[Start Material for this task]

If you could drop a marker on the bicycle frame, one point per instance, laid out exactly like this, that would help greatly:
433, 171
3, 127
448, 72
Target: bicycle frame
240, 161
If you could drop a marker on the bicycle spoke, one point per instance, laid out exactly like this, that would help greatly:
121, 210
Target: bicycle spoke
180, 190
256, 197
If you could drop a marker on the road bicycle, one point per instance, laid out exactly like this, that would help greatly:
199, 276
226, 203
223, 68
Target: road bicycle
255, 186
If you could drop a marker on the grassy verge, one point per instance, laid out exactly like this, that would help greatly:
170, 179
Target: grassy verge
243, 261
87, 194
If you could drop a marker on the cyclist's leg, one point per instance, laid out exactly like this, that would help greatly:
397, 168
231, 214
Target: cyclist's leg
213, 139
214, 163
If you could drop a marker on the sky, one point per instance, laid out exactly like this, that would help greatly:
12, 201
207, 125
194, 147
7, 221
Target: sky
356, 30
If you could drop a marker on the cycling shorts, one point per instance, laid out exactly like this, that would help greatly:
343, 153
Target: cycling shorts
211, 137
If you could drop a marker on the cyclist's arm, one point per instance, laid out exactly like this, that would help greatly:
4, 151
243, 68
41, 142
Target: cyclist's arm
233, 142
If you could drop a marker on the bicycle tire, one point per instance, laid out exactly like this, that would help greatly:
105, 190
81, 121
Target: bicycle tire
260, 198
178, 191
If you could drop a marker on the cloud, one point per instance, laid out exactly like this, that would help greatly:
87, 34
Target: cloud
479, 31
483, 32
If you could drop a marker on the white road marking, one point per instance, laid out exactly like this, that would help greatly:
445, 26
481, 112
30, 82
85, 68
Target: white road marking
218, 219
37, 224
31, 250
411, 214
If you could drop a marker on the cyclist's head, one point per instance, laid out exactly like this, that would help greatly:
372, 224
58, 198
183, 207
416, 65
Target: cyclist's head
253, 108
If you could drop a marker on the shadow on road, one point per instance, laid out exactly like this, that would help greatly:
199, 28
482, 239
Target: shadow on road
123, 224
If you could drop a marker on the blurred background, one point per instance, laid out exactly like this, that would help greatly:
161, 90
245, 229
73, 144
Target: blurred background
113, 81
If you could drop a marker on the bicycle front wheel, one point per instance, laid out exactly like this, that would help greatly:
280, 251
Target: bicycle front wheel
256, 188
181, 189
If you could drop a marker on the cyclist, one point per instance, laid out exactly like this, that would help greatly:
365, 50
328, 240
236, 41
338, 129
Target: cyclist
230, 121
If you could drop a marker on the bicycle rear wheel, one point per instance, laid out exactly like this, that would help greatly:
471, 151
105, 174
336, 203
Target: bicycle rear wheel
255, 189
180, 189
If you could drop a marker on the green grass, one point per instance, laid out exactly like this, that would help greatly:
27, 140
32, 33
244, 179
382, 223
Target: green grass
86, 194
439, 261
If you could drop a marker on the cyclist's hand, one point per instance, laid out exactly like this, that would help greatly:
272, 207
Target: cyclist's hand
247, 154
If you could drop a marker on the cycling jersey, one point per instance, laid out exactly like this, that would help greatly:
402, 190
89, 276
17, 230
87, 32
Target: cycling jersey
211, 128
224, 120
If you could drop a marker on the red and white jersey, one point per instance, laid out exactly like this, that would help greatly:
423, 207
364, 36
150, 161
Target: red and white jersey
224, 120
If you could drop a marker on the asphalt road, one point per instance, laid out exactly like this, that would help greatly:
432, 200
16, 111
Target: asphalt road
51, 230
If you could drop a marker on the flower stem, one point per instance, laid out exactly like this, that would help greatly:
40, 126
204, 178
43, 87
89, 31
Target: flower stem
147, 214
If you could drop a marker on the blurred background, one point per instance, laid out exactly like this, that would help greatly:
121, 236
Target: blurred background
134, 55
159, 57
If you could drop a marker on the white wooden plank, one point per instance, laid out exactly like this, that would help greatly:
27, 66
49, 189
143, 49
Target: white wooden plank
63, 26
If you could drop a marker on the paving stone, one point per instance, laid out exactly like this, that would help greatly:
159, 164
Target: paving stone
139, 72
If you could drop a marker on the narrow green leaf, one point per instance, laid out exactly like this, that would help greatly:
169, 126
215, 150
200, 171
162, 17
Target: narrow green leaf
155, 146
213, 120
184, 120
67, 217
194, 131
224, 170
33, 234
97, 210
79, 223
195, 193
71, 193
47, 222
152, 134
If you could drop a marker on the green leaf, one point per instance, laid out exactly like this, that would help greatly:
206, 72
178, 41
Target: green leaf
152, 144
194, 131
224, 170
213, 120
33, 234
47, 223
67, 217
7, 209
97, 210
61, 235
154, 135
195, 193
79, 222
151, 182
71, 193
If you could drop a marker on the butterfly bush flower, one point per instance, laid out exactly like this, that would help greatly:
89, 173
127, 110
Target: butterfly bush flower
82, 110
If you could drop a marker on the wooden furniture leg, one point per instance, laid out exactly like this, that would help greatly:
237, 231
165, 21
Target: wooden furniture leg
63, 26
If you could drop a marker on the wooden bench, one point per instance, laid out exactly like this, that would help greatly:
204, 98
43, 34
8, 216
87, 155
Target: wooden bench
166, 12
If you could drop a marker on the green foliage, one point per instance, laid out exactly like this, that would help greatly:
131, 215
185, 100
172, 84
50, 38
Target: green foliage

[End Material for this task]

### Stated goal
Rewrite the data between the line holding "If you could drop a marker on the wooden furniture" and the end of the data, inclusive, shifting both numbers of every answer coordinate pair up by 104 and leaving all other lines unchanged.

### Expected answer
If you could drop a marker on the wooden furniture leg, one point per instance, laid out exactly like this, that would help greatly:
237, 231
165, 21
Target: wooden furniture leg
167, 130
If you could drop a marker on the wooden bench, one point per instance, laid out exactly like this, that would help greatly:
204, 98
43, 34
8, 216
87, 155
Target: wooden bench
270, 116
If you could drop a marker on the green foliage, one point per instance, laid out exactly like this, that would help greatly:
131, 215
185, 100
172, 84
50, 38
Target: green foliage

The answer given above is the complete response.